• Selected passage
#####
Will tent caterpillars kill my tree?

Eastern tent caterpillars are a native species. Photo by Yankech Gary via Flickr Creative Commons.
Eastern tent caterpillars are a native species. Photo by Yankech Gary via Flickr Creative Commons.

Eastern tent caterpillars are a native species found over much of the eastern half of the United States. They turn into the tent caterpillar moth, a medium-sized, furry, pale brown moth. These caterpillars feed on the leaves of wild cherry, apple and crabapple, as well as hawthorn, peach, plum, pear and other members of the Rosaceae family.

The sight of your ornamental cherry or apple tree covered in silken tents made by hordes of tent caterpillars can be disturbing, but generally the damage that tent caterpillars do is cosmetic. A healthy tree, even if completely defoliated by tent caterpillars, will survive and put forth new leaves after the caterpillars have moved on.

As a native species, tent caterpillars are an important food source for native birds, including cuckoos and blue jays. So it’s best to tolerate the sight of the caterpillars and their tents for a few weeks. You’ll be feeding the birds and avoiding putting out toxic pesticides into the environment.

What’s the difference between “cover” and “places to raise young” in a wildlife habitat garden?

Frogs have different habitat needs in their juvenile tadpole phase than as adults. Photo by Mary Shattock via Flickr Creative Commons.
Frogs have different habitat needs in their juvenile tadpole phase than as adults. Photo by Mary Shattock via Flickr Creative Commons.

The four components of habitat that all wildlife need to survive are food, water, cover and places to raise young. Sometimes there’s confusion over the difference between cover and places to raise young. This is largely because many of the same landscape features that will provide wildlife with cover from predators or bad weather will also be used by wildlife as places to build their nests, lay their eggs, or give birth to their babies. A mature tree or a brush pile are great examples of features that provide both cover and places to raise young for wildlife (not to mention a source of food too–your plants can do triple duty).

Some species have completely different needs in their juvenile phase of life. Most frogs and other amphibians, for example, require a pond in order to lay their eggs and for their aquatic tadpoles to develop.  The same is true for dragonflies. Adult butterflies feed on flower nectar, but their caterpillars feed on the leaves of specific host plants. If you’re not providing habitat for wildlife in all phases of life, your habitat isn’t complete.

At the end of the day, “places to raise young” is its own habitat component because creating a wildlife habitat garden isn’t just about feeding individual animals or providing them with water or cover. It’s about giving the local wildlife the resources they need to survive and reproduce so their populations remain strong.

Can Native Plants be Invasive?

Photo Credit: Anita Gould/Flickr Creative Commons
Common milkweed is a native plant that can be aggressive in a garden setting, but by scientific definition is not invasive in its native habitat. Photo by Anita Gould via Flickr Creative Commons.

No, native plants cannot be invasive in their native habitat. Ecologically, the term invasive has a specific scientific definition. It refers to any organism introduced by human actions (deliberately or otherwise) into new ecosystems where they didn’t naturally evolve. It only applies to exotic species. A plant can’t invade an ecosystem to which it’s already native.

Sometimes there’s confusion on this point because in gardening vernacular, the term invasive is often used casually to mean any aggressive plant that might overtake your garden beds. While some native plants can be aggressive in the garden setting, and can even migrate out of your yard into natural areas, the effect is radically different than when an exotic species becomes invasive.

Invasive exotic species don’t support the natural diversity of wildlife, and overtake the native plant communities that many wildlife species rely on for habitat. When an aggressive native leaves your yard, it’s simply going home and will offer habitat to wildlife in the wood and fields just like it did in your yard.
#####
• Dataset entries
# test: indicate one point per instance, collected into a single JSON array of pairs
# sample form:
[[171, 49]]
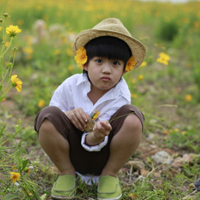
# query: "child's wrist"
[[92, 140]]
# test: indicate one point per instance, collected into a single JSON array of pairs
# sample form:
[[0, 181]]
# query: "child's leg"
[[123, 145], [56, 147]]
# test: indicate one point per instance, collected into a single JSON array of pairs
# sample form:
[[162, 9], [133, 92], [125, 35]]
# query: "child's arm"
[[100, 130], [78, 117]]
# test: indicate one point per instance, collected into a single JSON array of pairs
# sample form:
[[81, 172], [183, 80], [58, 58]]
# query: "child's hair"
[[108, 47]]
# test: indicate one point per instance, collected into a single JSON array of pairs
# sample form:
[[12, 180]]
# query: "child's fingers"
[[106, 125], [79, 118]]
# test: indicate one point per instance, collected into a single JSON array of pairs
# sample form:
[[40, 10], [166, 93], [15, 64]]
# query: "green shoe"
[[109, 188], [64, 187]]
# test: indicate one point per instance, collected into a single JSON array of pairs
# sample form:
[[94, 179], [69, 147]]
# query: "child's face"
[[103, 73]]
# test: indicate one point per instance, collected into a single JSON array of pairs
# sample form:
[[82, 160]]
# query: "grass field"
[[168, 93]]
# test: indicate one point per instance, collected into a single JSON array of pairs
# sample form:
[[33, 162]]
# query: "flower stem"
[[119, 117]]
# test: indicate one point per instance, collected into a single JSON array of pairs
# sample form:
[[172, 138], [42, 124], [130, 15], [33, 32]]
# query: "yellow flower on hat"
[[130, 64], [188, 97], [17, 83], [164, 58], [95, 116], [15, 176], [12, 30], [81, 56]]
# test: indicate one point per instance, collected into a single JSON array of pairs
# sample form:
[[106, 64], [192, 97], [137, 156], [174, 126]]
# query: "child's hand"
[[78, 117], [102, 129]]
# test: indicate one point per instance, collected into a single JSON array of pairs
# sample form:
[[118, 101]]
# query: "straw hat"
[[112, 27]]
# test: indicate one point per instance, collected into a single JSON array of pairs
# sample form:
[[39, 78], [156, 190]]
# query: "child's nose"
[[106, 68]]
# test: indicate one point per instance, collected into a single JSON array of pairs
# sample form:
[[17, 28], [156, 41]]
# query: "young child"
[[95, 154]]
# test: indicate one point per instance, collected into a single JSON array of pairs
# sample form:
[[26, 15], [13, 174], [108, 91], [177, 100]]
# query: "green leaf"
[[9, 197]]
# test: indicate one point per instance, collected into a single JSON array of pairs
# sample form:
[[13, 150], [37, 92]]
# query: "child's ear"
[[124, 71], [85, 67]]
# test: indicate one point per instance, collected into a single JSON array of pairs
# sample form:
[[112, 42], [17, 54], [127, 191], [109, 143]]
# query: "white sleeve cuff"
[[93, 148]]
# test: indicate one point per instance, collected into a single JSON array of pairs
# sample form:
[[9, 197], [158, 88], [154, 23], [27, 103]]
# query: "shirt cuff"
[[93, 148]]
#####
• Prompt 1
According to the gardening Q&A, why can't a native plant be invasive in its native habitat? Answer in one to three sentences.
• Prompt 2
Rewrite the gardening Q&A from "No, native plants" to "species becomes invasive.", swapping "vernacular" for "jargon".
The records are from a different source than the gardening Q&A.

• Result 1
In the scientific sense, "invasive" refers to an organism that human actions bring into a new ecosystem where it did not naturally evolve, so the term applies only to exotic species. A plant can't invade an ecosystem it is already native to.

• Result 2
No, native plants cannot be invasive in their native habitat. Ecologically, the term invasive has a specific scientific definition. It refers to any organism introduced by human actions (deliberately or otherwise) into new ecosystems where they didn’t naturally evolve. It only applies to exotic species. A plant can’t invade an ecosystem to which it’s already native.

Sometimes there’s confusion on this point because in gardening jargon, the term invasive is often used casually to mean any aggressive plant that might overtake your garden beds. While some native plants can be aggressive in the garden setting, and can even migrate out of your yard into natural areas, the effect is radically different than when an exotic species becomes invasive.